■ AIM:
Transcribe the listing word for word.

■ RECORDS FOR THE EXERCISE:
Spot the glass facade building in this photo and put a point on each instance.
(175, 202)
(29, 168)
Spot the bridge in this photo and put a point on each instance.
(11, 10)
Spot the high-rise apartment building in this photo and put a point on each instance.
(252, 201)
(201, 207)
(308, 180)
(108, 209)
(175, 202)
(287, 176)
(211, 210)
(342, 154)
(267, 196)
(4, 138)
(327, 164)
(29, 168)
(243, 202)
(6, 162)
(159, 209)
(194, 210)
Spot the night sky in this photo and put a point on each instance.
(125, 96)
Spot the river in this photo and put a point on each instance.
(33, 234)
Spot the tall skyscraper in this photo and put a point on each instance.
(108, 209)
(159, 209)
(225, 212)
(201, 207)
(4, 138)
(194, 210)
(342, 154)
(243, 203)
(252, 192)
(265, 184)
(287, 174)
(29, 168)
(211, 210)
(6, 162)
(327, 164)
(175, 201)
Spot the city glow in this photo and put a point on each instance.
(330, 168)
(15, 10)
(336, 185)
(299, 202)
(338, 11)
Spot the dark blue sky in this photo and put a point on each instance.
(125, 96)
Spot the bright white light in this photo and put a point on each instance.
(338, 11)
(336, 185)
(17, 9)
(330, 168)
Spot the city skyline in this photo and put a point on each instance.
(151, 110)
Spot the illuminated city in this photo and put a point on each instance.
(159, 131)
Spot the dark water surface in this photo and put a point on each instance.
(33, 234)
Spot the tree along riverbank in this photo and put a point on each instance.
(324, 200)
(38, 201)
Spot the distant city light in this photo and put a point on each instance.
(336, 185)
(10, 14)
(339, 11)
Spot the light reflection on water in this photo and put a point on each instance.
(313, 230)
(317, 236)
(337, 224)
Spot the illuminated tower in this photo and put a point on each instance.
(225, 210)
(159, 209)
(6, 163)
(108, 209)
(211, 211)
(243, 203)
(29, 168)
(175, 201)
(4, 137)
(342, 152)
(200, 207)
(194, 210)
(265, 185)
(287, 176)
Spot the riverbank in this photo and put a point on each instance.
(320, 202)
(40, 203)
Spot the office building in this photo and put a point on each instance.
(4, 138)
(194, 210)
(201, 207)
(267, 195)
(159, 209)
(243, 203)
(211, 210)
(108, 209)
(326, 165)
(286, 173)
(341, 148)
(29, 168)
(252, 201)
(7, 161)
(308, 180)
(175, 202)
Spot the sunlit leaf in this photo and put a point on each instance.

■ ANSWER FOR THE TASK:
Spot the glass facade building in this photo and put a point on each instance.
(175, 202)
(29, 168)
Spot the bridge in this photo and put a point on each instance.
(11, 10)
Spot the high-rise apartment building in this photo and put a point on each instance.
(252, 201)
(201, 207)
(308, 180)
(108, 209)
(175, 202)
(287, 176)
(211, 210)
(342, 154)
(267, 196)
(4, 138)
(327, 164)
(29, 168)
(243, 202)
(6, 162)
(159, 209)
(194, 210)
Spot the night sky in this photo and put a point on each instance.
(125, 96)
Spot the river in this photo and put a point on each instance.
(33, 234)
Spot the tall skyscraper in this photo and put a point on each instance.
(108, 209)
(159, 209)
(225, 212)
(201, 207)
(4, 138)
(194, 210)
(342, 154)
(243, 203)
(252, 192)
(265, 184)
(287, 174)
(29, 168)
(211, 210)
(6, 162)
(327, 164)
(175, 201)
Spot the city glow in this photo and put a point on each instance.
(330, 168)
(15, 10)
(336, 185)
(299, 202)
(338, 11)
Spot the dark blue sky in this photo and put a point on each instance.
(125, 96)
Spot the bright white light in this photo and put a point on each instance.
(338, 11)
(336, 185)
(17, 9)
(330, 168)
Spot the city skyline in this photo and put a point on each instance.
(151, 110)
Spot the illuminated city in this photo and put a point on each instance.
(159, 131)
Spot the dark water surface in this photo and put a point on each instance.
(33, 234)
Spot the tree along riverbank in this photo and put a point on each instance.
(324, 200)
(38, 201)
Spot the distant city light in this photo and put a point on each instance.
(336, 185)
(10, 14)
(339, 11)
Spot the light reflection on water in this photo and put a point on each instance.
(313, 230)
(317, 236)
(337, 224)
Spot the illuminated tower in this photo and put a point on each instance.
(225, 210)
(159, 209)
(6, 163)
(108, 209)
(211, 211)
(243, 203)
(29, 168)
(175, 201)
(4, 137)
(342, 152)
(200, 207)
(194, 210)
(265, 185)
(287, 176)
Spot the riverbank in this photo and put a point on each instance.
(320, 202)
(40, 203)
Spot the office building in this photo and put a point on each instance.
(4, 138)
(194, 210)
(201, 207)
(267, 195)
(159, 209)
(243, 203)
(211, 210)
(108, 209)
(326, 165)
(286, 173)
(341, 148)
(29, 168)
(252, 201)
(7, 161)
(308, 180)
(175, 202)
Spot the sunlit leaf in this photo and put a point on each instance.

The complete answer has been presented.